WORK TO COMPLETE. Repeat exactly, and only, the lines from the one containing "In the photo above, where can the elephant be" through the last line of the data below.

[Items from a data source]
◆ ◆ ◆
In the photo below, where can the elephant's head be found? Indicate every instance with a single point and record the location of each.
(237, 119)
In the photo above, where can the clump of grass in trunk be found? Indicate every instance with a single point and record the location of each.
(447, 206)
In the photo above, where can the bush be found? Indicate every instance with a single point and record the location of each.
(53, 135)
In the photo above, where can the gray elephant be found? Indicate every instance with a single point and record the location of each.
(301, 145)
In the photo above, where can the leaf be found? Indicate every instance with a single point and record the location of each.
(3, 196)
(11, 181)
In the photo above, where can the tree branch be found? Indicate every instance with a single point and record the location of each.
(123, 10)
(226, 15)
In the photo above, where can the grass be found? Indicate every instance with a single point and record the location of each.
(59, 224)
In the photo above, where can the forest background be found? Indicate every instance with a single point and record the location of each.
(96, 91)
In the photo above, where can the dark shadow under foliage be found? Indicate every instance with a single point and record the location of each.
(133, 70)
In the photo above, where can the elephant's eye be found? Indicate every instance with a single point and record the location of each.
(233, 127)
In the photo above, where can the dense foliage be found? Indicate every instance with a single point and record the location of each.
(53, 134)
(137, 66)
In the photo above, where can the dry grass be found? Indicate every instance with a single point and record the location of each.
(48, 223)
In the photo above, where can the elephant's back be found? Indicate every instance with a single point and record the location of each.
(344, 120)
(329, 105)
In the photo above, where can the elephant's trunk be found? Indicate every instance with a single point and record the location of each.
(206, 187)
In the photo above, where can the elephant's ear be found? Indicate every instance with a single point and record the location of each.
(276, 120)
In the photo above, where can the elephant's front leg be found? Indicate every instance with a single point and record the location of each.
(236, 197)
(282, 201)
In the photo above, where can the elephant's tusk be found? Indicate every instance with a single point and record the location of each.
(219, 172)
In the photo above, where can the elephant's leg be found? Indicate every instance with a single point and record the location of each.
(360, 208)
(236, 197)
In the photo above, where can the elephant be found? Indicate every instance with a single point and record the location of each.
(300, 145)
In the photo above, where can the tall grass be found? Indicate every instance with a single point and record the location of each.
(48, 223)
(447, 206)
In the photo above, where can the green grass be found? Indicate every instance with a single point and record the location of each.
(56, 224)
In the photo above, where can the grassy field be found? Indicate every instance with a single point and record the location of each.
◆ ◆ ◆
RESPONSE AREA.
In the photo above, where can the elephant be found? Indicate every instance with a single point and record the location of each.
(300, 145)
In the photo above, where can the tall grass be found? Indicate every instance with a single point and record the location of each.
(48, 223)
(447, 206)
In the photo above, where can the green grass be found? Indicate every instance with a single point and record the location of each.
(56, 224)
In the photo above, where can the grassy field be found? Indicate every instance with a single point and record the location of each.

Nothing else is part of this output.